Segment Open

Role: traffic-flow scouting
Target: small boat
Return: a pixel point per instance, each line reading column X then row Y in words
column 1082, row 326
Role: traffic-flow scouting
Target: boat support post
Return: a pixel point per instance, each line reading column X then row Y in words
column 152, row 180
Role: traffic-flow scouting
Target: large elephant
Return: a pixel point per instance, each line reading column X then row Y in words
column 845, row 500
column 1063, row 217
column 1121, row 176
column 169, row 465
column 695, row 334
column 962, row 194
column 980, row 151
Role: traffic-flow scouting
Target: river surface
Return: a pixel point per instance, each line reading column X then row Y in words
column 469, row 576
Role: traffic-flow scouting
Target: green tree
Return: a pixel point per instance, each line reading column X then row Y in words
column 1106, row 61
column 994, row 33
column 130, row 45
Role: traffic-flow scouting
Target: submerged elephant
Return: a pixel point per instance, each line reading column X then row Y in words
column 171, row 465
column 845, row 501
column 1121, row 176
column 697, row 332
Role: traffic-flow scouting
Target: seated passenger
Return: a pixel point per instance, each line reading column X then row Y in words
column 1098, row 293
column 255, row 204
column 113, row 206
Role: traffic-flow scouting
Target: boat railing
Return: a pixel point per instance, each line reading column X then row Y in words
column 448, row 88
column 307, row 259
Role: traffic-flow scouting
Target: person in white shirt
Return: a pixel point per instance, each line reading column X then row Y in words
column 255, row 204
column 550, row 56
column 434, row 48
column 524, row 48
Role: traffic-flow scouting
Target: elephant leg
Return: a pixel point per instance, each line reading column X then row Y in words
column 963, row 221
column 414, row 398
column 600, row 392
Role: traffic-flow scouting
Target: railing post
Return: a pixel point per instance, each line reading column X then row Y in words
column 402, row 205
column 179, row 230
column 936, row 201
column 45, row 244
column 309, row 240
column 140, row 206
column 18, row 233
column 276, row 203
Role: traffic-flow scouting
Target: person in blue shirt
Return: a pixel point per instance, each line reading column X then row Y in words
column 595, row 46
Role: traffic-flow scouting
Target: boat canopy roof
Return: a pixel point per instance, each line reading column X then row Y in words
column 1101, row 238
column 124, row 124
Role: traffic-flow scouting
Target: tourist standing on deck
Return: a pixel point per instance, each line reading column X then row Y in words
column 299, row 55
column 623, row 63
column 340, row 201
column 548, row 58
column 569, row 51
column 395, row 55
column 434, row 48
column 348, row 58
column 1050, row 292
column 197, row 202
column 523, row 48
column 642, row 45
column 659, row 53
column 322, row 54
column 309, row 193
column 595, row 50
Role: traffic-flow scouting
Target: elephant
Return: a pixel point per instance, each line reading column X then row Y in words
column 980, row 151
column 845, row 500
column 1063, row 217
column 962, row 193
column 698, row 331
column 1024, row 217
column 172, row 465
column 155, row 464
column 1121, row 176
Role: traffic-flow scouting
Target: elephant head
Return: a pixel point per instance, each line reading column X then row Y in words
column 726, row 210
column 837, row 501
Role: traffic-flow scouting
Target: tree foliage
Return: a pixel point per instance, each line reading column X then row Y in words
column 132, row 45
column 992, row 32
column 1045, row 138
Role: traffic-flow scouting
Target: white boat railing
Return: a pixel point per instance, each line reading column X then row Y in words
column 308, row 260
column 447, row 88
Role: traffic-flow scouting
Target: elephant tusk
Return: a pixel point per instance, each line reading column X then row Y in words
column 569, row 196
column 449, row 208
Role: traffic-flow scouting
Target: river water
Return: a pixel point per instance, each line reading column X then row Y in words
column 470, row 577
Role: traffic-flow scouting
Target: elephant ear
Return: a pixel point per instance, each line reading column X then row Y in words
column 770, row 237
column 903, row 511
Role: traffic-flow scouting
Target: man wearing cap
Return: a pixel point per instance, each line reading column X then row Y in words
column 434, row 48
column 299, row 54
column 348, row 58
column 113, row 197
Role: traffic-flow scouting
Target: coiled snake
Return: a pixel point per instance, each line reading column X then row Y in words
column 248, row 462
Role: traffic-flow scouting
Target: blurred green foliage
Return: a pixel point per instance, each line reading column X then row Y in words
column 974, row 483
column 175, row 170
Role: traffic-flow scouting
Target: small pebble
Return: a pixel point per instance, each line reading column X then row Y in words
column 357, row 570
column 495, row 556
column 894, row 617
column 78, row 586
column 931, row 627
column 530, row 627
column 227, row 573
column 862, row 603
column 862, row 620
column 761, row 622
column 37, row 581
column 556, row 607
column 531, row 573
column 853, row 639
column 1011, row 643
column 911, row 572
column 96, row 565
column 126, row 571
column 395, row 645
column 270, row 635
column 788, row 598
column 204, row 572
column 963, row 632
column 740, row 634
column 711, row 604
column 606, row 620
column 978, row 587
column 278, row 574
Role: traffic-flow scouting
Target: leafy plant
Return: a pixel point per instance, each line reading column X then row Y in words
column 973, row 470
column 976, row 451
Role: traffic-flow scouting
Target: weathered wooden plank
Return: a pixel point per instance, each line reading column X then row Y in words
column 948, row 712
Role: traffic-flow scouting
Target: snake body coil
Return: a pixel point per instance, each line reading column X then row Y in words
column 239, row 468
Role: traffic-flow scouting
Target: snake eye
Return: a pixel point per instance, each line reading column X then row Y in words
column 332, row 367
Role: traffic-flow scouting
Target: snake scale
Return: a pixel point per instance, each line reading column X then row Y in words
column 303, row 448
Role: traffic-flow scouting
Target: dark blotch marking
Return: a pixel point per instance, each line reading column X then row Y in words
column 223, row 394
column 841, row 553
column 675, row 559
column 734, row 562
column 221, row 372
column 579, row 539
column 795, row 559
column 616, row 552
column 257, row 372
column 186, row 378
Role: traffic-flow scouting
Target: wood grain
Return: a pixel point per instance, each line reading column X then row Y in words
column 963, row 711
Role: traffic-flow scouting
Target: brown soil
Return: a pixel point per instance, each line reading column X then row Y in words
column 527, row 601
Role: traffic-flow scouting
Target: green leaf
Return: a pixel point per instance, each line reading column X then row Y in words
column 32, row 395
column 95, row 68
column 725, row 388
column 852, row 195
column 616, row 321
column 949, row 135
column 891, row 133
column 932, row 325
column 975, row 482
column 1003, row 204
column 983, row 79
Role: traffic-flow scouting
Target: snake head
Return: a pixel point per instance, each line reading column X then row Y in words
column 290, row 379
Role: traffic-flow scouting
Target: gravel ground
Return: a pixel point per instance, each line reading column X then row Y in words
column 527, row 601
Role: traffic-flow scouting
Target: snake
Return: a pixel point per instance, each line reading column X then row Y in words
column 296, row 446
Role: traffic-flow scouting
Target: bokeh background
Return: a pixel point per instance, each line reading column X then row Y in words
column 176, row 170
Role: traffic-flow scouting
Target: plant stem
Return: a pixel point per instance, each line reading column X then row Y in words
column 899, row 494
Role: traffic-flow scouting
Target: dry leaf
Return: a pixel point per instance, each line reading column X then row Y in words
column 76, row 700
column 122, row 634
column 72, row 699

Segment Closed

**Try it**
Filter the listing above for lines with the word "foliage", and copy each one you find.

**Result of the task**
Target: tree foliage
Target: blurred green foliage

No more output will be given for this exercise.